§ **Consignes de l'exercice**
[1] D'après le texte sur le favoritisme en entreprise, quel est le premier facteur de démotivation au travail ?
[2] Pourquoi le texte sur le favoritisme en entreprise dit-il que le favoritisme serait « la face maquillée de l'exclusion » ? Répondez en une à trois phrases.

§ **Document source**
Le favoritisme en entreprise constitue une pratique managériale dont les conséquences peuvent être très néfastes sur le bon fonctionnement du travail. Il peut avoir différentes formes, notamment celle connue sous le nom de complexe de l'étranger. Certaines entreprises semblent encore favoriser le «complexe de l’étranger», bien que les profils nationaux soient plus performaents. Pourquoi et comment rompre avec ce type de discrimination ? Le point avec Imane Hadouche, coach, consultante RH et formatrice.

Le «complexe de l’étranger» : une réalité  ou une idée reçue ?
Le complexe de l’Homme blanc est malheureusement une réalité confirmée, non seulement au Maroc, mais dans tous les pays ayant vécu l’occupation et la colonisation.

Conseil : Le favoritisme en entreprise, quels peuvent être ses impacts en milieu professionnel ?
Imane Hadouche : Le favoritisme est tout simplement le premier facteur de démotivation. Avec bien entendu tout ce que cela implique comme conséquences : Sentiment d’injustice, relations électriques, dynamique relationnelle au plus bas, résistance à la collaboration, refus de coopérer, zéro intelligence collective, attitudes passives voire agressives, réduction d’efforts au minimum syndical, désintéressement total, absence de sens, absence d’appropriation et d’appartenance… et ça peut aller jusqu’à la perte de talents et de compétences clé, impliquant un turnover pouvant nuire à l’image de l’entreprise. Le favoritisme serait la face maquillée de l’exclusion finalement, puisqu’en choisissant un «favori» pour des raisons «non professionnelles», on tombe dans l’exclusion de tous ceux qui ne figurent pas comme «favoris», à cause de la race, du sexe, du nom de famille considéré noble… mais en tout cas, l’exclusion se fait de manière tangible et tout à fait légale. Autant dire que le favoritisme est une pratique contreproductive, qui nuit à moyen et à long terme à toute entreprise.

§ **Extraits de données**
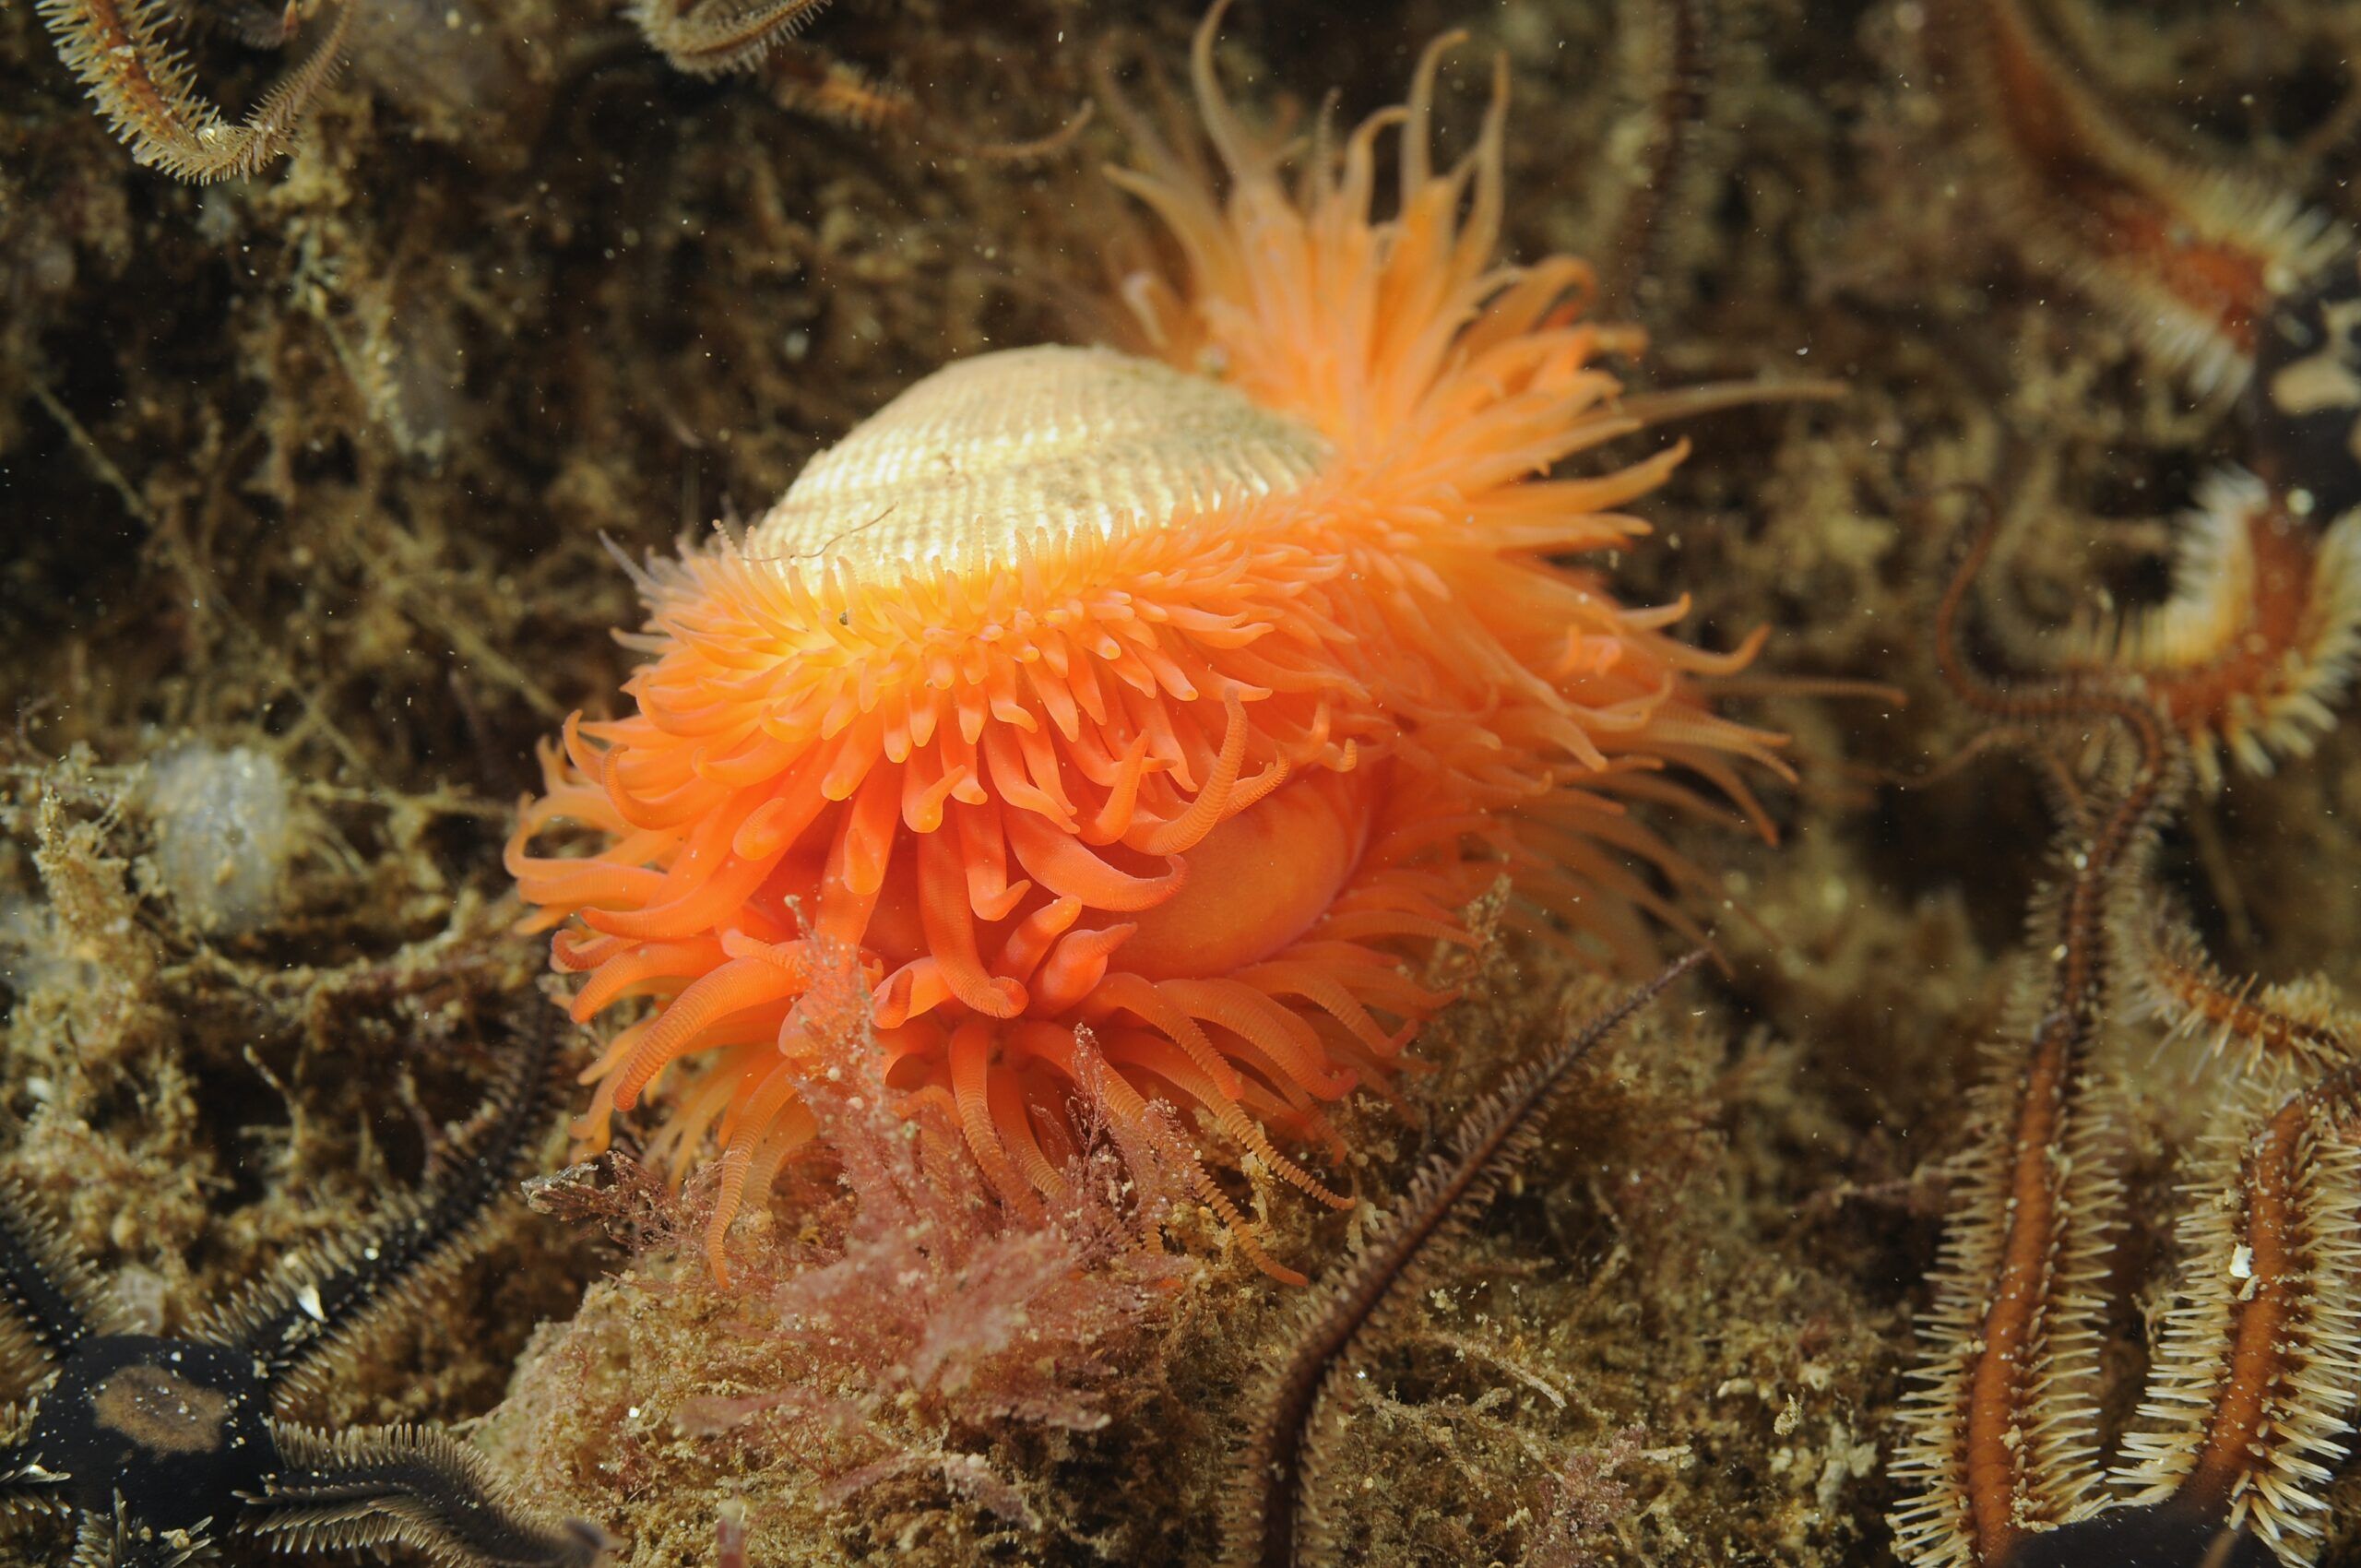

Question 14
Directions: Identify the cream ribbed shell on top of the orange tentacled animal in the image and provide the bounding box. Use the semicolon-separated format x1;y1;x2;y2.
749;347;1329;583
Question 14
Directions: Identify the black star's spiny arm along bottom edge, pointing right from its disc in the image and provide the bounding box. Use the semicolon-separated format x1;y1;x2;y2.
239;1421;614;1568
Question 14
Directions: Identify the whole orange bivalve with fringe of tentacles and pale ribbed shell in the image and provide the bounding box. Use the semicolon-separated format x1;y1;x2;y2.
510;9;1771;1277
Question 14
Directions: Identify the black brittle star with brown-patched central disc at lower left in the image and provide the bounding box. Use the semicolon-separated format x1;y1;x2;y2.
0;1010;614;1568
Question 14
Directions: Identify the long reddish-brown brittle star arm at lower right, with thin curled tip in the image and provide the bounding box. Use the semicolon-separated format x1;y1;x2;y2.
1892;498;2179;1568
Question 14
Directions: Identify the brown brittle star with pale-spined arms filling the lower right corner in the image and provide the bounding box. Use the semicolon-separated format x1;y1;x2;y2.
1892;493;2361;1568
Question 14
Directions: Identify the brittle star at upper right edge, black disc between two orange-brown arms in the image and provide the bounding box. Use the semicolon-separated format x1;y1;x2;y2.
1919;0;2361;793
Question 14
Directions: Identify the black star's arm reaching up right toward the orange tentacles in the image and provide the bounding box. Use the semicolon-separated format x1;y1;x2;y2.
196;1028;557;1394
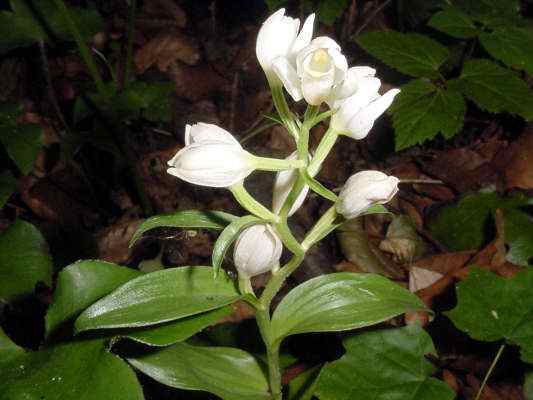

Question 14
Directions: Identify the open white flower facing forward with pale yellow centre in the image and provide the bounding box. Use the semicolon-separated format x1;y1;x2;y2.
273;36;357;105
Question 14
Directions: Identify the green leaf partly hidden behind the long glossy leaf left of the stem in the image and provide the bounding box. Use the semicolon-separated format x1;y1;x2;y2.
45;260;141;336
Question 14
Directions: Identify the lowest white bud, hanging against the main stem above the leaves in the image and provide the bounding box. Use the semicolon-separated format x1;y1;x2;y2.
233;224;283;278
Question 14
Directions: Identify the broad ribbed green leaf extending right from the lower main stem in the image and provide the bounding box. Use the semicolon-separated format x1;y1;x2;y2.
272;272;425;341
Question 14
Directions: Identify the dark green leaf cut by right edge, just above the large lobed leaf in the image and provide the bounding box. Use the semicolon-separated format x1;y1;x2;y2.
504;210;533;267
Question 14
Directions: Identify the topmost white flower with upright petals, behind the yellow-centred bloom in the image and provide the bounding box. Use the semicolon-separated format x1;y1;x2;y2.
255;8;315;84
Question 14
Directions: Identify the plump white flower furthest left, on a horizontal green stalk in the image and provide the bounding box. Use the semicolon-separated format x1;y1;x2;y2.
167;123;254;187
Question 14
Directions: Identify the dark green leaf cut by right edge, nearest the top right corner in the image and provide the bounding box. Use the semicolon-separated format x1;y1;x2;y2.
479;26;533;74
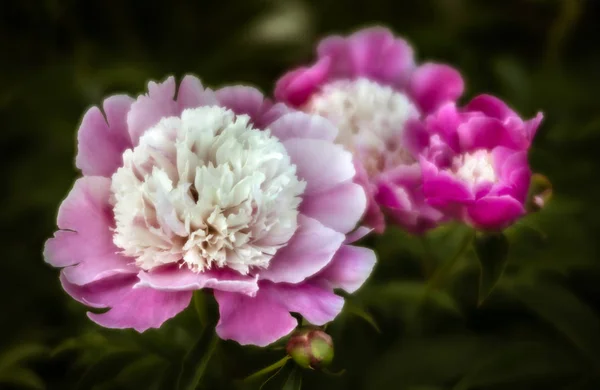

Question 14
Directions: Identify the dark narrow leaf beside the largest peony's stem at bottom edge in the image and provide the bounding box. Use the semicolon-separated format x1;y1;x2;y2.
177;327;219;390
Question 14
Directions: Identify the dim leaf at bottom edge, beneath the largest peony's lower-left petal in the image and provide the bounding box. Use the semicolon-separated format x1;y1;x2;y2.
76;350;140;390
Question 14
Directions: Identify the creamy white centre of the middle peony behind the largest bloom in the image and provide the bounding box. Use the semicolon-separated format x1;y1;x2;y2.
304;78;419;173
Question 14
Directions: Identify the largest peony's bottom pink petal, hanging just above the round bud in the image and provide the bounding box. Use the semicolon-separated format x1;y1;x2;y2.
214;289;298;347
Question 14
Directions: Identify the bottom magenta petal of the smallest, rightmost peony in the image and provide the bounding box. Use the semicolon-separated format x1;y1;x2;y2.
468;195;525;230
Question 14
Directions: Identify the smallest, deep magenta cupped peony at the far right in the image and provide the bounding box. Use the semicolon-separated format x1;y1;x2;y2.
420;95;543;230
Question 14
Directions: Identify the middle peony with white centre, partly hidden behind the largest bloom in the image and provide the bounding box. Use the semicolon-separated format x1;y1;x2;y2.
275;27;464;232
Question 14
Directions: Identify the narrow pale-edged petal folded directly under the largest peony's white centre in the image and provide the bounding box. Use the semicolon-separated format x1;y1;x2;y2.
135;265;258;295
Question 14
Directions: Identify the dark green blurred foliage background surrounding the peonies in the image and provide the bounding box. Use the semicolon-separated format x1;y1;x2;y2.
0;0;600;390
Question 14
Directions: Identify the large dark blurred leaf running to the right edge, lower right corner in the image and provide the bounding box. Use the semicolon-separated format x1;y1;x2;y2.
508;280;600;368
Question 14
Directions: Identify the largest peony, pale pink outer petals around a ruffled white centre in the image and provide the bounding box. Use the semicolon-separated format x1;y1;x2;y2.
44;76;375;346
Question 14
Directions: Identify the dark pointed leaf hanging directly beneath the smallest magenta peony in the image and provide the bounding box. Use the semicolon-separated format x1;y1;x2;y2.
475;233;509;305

§ **Réponses par point**
[1] Le favoritisme.

[2] Quand on choisit un « favori » pour des raisons « non professionnelles », on exclut tous ceux qui ne sont pas « favoris » à cause de leur race, de leur sexe ou de leur nom de famille. Cette exclusion est bien réelle, mais elle se fait de façon tout à fait légale.